Problem: Where in the entries below does "horse" appear? Copy every line that has it.

[[ Source information, beginning ]]

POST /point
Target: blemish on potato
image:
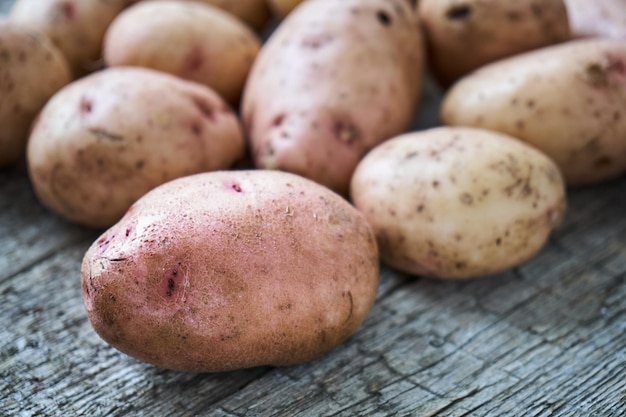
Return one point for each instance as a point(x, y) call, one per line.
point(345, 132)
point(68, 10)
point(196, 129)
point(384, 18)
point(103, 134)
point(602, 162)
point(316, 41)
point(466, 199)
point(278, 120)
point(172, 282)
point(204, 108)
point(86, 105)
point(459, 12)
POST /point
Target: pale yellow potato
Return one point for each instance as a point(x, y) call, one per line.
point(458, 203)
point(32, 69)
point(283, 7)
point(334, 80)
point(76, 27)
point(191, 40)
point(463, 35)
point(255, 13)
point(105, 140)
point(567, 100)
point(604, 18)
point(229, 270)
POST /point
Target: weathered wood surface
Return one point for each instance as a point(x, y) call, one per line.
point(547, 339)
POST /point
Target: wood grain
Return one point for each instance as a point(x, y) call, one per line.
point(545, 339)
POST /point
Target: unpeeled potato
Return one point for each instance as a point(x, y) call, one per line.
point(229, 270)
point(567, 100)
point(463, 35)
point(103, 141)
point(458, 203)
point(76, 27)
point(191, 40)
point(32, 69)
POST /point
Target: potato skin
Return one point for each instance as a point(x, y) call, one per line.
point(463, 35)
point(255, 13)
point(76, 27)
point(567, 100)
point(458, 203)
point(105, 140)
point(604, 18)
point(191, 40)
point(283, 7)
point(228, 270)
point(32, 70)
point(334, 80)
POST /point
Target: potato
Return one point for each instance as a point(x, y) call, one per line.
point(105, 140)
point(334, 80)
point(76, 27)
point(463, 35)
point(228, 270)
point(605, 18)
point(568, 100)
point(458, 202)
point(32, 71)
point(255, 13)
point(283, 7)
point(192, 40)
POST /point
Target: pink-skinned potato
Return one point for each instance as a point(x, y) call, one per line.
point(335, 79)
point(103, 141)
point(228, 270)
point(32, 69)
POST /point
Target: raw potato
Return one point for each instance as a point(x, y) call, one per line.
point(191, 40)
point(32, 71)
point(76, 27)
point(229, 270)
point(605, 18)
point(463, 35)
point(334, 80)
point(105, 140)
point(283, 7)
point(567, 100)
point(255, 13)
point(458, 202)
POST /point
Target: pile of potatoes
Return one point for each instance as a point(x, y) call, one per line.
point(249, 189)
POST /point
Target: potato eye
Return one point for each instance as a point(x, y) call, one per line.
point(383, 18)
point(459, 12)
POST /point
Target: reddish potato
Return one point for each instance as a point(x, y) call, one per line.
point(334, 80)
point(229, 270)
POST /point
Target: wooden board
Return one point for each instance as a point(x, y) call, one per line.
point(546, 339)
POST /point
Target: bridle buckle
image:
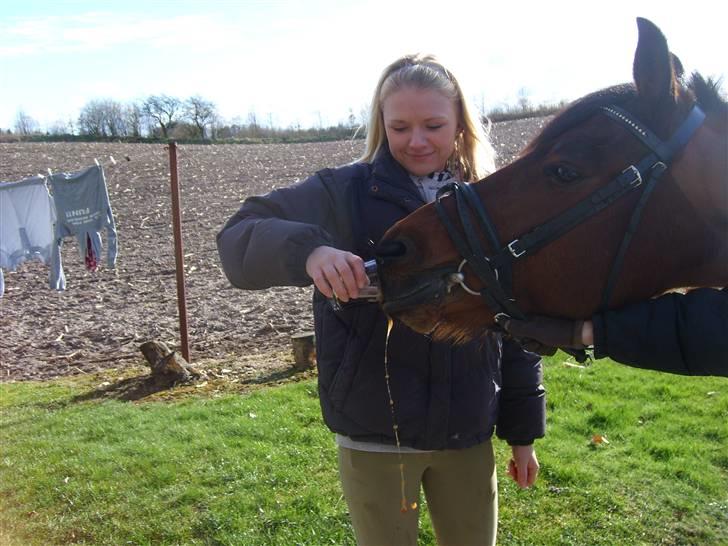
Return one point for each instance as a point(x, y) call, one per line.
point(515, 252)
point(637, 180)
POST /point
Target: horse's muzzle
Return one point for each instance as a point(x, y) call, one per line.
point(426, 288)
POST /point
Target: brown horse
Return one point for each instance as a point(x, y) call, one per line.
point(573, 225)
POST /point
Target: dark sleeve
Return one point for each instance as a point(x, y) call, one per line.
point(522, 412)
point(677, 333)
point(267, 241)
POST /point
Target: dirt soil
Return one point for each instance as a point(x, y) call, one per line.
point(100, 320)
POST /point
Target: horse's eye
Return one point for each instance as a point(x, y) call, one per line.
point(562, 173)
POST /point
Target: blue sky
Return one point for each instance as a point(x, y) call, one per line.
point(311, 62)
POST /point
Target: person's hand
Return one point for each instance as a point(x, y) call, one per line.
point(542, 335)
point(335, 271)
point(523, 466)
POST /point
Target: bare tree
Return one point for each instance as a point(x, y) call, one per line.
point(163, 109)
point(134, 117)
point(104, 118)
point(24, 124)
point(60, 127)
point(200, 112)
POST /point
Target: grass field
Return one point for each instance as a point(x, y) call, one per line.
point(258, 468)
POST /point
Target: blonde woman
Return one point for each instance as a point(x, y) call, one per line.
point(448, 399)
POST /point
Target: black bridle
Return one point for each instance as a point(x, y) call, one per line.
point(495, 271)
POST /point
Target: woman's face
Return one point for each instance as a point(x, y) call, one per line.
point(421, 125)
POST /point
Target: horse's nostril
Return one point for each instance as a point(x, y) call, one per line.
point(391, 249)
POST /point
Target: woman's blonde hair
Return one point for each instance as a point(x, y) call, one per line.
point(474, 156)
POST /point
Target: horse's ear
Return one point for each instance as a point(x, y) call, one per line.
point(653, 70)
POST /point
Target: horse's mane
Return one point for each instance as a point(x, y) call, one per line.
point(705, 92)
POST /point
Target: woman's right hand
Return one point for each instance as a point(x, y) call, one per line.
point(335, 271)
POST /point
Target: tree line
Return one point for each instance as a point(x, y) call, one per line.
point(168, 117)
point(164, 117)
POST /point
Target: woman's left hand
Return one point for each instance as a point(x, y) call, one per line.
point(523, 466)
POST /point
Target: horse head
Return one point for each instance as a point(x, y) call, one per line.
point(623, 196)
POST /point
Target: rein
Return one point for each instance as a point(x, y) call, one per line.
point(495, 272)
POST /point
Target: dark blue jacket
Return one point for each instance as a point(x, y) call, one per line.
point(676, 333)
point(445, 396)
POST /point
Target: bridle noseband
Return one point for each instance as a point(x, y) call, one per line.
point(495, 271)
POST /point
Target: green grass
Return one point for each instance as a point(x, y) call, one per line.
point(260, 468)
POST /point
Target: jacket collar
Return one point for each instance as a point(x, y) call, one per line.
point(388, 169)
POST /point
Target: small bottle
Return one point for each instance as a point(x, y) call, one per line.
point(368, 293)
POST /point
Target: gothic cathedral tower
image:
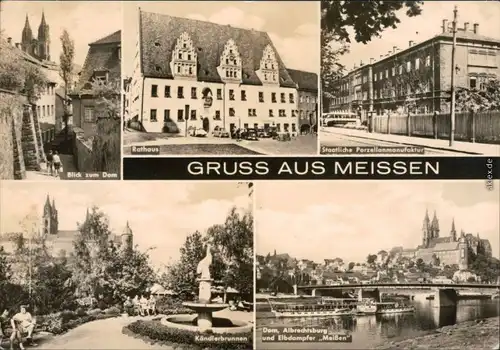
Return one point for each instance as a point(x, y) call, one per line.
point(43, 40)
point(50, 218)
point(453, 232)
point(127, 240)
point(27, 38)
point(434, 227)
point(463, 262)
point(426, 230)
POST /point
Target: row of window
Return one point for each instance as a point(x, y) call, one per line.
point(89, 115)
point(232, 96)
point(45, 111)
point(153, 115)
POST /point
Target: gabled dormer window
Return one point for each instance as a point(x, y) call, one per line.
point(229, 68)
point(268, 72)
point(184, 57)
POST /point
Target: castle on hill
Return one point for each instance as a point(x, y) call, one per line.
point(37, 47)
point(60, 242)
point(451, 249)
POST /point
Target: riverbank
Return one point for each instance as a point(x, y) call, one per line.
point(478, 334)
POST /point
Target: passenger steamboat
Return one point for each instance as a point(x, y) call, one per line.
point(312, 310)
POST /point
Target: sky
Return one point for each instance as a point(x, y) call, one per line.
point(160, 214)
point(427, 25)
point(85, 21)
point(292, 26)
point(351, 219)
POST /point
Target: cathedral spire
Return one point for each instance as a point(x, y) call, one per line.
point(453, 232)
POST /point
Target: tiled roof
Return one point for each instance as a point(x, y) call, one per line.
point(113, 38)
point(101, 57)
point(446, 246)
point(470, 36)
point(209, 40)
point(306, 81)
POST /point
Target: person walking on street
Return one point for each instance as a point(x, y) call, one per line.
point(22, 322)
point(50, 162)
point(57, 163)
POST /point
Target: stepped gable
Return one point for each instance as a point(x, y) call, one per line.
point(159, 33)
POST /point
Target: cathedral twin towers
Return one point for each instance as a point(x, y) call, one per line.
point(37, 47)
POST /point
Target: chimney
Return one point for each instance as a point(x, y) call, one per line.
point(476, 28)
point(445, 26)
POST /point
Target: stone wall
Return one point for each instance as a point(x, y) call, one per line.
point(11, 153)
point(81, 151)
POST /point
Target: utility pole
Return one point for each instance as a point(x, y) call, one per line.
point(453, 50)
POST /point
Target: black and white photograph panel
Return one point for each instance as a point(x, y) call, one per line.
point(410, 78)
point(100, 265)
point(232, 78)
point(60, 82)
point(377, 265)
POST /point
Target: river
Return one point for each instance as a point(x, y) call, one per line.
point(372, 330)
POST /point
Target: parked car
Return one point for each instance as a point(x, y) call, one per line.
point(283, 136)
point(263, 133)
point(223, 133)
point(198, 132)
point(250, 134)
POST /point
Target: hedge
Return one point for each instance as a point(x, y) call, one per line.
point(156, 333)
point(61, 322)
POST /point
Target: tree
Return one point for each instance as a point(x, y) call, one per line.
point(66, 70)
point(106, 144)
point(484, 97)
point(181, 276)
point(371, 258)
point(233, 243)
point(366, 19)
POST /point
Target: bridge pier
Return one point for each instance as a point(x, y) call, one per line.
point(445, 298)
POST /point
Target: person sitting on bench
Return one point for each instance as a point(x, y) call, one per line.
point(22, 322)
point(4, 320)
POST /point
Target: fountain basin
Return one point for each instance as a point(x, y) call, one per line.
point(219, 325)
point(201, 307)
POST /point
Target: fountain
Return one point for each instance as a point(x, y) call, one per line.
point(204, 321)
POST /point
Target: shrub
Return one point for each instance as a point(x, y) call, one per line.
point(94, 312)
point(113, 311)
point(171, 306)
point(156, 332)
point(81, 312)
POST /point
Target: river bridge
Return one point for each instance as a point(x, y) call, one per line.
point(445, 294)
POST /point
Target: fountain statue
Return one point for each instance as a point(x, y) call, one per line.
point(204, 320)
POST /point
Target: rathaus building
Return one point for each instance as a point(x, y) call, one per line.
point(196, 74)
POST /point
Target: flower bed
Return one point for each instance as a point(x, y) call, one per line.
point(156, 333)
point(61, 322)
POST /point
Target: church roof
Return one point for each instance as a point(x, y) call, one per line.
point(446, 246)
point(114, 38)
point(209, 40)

[[ Source information, end ]]

Problem solution:
Target: horse's muzzle
Target: brown horse
Target: horse's eye
Target: horse's nostril
Target: horse's ear
Target: horse's mane
Target: horse head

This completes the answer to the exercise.